### Aim
Extract every line of the records below that contains the string "stadium". Matching is case-sensitive.

### Material to process
# # #
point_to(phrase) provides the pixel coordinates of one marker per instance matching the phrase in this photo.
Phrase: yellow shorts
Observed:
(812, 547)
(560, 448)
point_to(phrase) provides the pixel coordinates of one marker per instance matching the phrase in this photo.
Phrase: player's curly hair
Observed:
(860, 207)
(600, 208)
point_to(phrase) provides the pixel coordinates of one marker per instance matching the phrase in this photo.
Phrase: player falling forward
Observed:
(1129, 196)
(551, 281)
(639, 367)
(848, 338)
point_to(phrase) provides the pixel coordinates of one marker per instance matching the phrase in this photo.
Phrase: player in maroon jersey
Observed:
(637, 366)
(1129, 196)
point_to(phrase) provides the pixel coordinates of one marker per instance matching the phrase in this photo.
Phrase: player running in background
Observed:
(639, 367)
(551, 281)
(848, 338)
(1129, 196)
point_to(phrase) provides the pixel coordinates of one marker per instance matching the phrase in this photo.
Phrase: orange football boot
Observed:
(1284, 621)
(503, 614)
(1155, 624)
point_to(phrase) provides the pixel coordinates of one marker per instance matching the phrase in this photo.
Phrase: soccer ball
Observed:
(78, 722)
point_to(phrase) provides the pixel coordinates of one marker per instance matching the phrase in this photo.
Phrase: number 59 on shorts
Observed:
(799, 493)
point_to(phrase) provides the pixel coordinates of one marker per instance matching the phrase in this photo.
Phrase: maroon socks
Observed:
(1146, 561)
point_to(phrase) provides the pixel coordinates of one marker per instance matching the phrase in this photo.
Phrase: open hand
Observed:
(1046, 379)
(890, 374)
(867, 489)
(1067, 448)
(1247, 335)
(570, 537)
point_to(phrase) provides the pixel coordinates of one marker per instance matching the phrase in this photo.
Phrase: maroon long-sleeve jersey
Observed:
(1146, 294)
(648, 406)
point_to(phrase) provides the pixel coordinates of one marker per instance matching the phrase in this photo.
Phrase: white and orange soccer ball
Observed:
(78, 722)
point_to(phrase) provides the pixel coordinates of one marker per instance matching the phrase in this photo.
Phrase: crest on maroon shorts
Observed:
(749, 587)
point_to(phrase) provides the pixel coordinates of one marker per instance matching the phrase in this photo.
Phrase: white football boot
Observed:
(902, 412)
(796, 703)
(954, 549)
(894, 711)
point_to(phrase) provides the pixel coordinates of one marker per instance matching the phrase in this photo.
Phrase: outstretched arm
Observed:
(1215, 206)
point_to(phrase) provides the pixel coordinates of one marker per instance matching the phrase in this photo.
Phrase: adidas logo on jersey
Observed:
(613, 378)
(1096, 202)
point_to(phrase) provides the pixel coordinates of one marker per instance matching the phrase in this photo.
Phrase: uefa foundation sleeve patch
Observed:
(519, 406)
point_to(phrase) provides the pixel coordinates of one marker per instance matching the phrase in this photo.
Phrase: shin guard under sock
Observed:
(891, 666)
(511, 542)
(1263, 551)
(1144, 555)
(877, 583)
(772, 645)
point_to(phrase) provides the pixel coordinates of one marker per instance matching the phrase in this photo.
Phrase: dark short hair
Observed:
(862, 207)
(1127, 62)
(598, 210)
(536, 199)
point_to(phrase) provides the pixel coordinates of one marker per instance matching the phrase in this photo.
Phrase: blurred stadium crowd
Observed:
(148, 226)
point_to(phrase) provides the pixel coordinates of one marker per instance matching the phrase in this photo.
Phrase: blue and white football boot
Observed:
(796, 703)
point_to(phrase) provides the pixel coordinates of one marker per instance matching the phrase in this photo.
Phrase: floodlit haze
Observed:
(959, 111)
# # #
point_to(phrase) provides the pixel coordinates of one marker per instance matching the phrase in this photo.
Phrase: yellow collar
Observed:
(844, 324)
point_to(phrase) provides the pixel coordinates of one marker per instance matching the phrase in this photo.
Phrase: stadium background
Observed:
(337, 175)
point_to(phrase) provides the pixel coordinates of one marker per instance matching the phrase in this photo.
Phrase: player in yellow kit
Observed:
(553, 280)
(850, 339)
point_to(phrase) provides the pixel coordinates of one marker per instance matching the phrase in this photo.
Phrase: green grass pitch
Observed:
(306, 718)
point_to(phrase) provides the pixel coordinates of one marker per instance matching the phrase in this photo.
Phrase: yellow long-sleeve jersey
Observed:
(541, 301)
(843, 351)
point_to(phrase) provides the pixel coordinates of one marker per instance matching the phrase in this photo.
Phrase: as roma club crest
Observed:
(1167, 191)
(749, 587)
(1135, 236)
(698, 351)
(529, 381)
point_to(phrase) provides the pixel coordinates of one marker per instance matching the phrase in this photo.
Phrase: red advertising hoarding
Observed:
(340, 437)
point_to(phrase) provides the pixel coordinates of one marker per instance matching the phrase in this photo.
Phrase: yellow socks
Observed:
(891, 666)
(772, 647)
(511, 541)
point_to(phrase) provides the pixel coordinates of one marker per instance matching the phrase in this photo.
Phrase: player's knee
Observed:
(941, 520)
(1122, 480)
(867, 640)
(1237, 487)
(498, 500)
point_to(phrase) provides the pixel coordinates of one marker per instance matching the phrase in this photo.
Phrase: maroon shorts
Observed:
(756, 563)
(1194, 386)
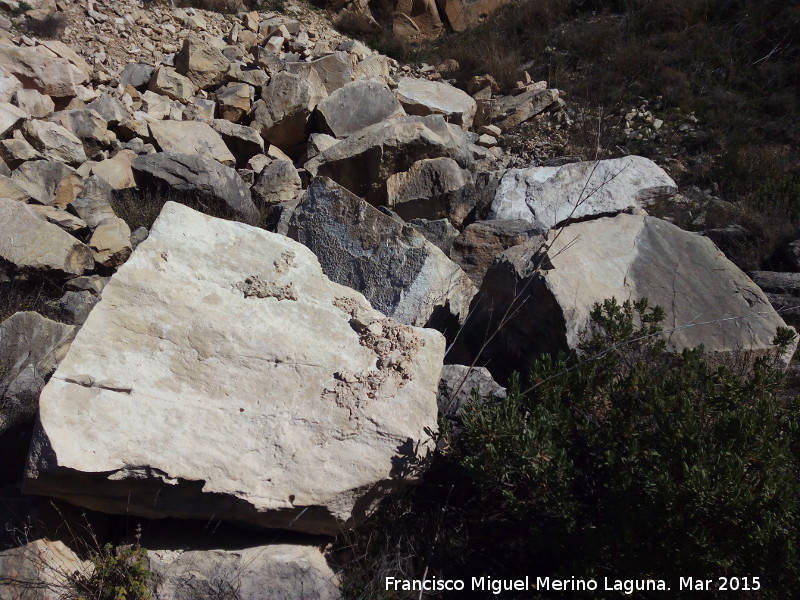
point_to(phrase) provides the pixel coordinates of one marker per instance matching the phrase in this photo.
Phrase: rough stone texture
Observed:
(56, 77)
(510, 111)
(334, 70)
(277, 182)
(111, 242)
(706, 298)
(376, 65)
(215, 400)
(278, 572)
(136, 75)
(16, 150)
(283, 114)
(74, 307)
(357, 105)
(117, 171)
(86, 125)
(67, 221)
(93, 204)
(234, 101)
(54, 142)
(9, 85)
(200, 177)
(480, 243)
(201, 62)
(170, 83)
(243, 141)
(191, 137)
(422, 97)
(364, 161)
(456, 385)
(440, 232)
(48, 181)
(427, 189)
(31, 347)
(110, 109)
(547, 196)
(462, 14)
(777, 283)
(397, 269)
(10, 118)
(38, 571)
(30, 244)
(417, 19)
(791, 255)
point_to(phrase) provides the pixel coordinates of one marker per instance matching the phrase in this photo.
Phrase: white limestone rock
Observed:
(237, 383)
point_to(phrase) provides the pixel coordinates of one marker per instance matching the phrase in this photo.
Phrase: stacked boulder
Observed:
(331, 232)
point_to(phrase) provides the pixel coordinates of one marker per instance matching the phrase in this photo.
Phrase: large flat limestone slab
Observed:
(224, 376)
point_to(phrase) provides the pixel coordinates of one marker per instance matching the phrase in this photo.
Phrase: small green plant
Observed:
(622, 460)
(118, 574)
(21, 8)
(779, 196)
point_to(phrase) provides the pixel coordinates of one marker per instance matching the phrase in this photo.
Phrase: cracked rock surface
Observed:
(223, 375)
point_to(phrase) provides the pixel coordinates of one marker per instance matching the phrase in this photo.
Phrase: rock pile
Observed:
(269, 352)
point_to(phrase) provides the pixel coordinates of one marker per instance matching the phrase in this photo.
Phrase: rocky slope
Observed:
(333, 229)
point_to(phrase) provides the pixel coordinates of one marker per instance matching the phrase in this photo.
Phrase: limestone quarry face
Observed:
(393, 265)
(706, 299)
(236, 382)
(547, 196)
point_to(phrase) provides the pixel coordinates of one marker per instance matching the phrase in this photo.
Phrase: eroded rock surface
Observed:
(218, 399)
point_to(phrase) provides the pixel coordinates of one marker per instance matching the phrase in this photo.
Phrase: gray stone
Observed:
# # #
### Task answer
Phrase: blurred stadium crowd
Phrase: stadium background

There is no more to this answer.